[Exercise material]:
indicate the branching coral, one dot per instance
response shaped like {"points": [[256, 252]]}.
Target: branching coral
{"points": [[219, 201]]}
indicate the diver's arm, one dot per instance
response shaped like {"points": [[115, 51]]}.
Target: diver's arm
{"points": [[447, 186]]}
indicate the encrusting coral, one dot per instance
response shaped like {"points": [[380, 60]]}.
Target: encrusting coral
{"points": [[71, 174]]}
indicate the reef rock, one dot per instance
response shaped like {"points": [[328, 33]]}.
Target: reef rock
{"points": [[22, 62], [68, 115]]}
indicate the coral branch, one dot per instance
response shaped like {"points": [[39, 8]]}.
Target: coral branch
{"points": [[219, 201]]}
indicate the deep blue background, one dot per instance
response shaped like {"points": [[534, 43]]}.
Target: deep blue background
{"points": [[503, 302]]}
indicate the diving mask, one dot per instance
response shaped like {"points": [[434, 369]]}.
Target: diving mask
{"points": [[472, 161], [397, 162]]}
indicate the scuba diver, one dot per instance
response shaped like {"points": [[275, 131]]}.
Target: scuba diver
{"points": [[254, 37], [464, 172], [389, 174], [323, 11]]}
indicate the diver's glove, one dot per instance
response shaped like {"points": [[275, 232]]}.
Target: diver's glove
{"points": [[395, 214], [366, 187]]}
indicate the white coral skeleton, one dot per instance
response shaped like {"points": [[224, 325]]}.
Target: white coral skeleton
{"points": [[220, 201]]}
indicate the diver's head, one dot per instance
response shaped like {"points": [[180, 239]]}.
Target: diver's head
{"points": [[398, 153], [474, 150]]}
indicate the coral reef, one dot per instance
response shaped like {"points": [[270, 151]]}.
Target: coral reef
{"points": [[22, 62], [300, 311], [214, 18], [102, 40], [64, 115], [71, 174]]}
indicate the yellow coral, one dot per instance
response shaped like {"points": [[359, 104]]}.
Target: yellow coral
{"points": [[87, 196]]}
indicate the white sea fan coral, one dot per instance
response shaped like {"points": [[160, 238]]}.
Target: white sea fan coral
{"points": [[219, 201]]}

[Exercise goal]: Rewrite the listing above, swapping every occurrence of "indicate" for "mark" and leaving all other text unchanged.

[Exercise solution]:
mark the branching coral, one dot per instance
response shaped like {"points": [[256, 252]]}.
Target: branching coral
{"points": [[219, 201]]}
mark the diver's arm, one dot per instance
response shaped like {"points": [[115, 51]]}.
Target: diver's arm
{"points": [[447, 186]]}
mark the encrusting coral, one dot per instance
response shaped like {"points": [[380, 60]]}.
Target: encrusting coral
{"points": [[71, 174]]}
mark the reef rock, one dot per instance
response shaped like {"points": [[328, 33]]}.
Target: reef rock
{"points": [[22, 62], [68, 115]]}
mark the coral branch, one dot per instance
response shaped like {"points": [[39, 8]]}.
Target: coral branch
{"points": [[219, 201]]}
mark the deep blue background, one dot per instance
response shaped like {"points": [[534, 43]]}.
Target: deep blue background
{"points": [[503, 302]]}
mark the diving mask, one dot per instance
response shaped like {"points": [[434, 369]]}.
Target: diving mask
{"points": [[472, 161], [397, 162]]}
mark the scuba diver, one dot per instance
response shaped like {"points": [[275, 131]]}.
Target: scuba diver
{"points": [[254, 37], [464, 172], [389, 174], [323, 11]]}
mark the diver's glove, one dot per instance
response shaped like {"points": [[275, 232]]}.
Target: diver's glove
{"points": [[395, 214], [366, 187]]}
mark the white coral skeleton, one dot per instance
response shaped like {"points": [[224, 325]]}.
Target: white coral skeleton
{"points": [[220, 201]]}
mark the diver's head, one dot per instance
response shaped like {"points": [[180, 239]]}.
Target: diver's head
{"points": [[398, 153], [474, 150]]}
mark the coral reef, one dot per instance
response shaped like {"points": [[270, 151]]}.
Target: coral reef
{"points": [[22, 62], [300, 311], [214, 18], [102, 40], [64, 115], [71, 174]]}
mark the yellow coral, one dot per instance
response shaped like {"points": [[359, 104]]}.
Target: yellow coral
{"points": [[87, 196]]}
mark the white sea fan coral, one dot per instance
response shaped like {"points": [[160, 238]]}.
Target: white sea fan coral
{"points": [[219, 201]]}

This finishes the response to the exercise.